- WHAT TO PRODUCE -
Repeat the records in full. No pictures belong in the copy.

- PROVIDED DATA -
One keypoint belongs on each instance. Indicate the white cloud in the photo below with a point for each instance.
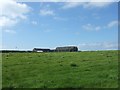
(10, 31)
(45, 12)
(12, 13)
(90, 4)
(68, 5)
(60, 18)
(90, 27)
(112, 24)
(99, 46)
(34, 22)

- WRITTEN RESPONSE -
One keypoint belongs on each instance. Indicate the white cloud in the photo below with a point for each instance.
(10, 31)
(45, 12)
(12, 13)
(90, 4)
(68, 5)
(60, 18)
(90, 27)
(112, 24)
(99, 46)
(34, 22)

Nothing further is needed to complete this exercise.